Given exercise ->
Lay out every line of the listing below as a JSON list of strings, one string per line, omitting any blank lines.

Pointing records for named objects ->
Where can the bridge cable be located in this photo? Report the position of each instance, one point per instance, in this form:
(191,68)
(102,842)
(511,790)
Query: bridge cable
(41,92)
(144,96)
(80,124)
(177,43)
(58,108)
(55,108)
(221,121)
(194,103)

Answer below ->
[
  "Where can the bridge cable be located in this photo? Report the position of each instance, one point per instance, in this form:",
  "(191,68)",
  "(102,842)",
  "(511,790)",
  "Query: bridge cable",
  "(41,92)",
  "(144,96)",
  "(80,124)",
  "(177,43)",
  "(58,108)",
  "(55,108)",
  "(221,121)",
  "(194,103)"
]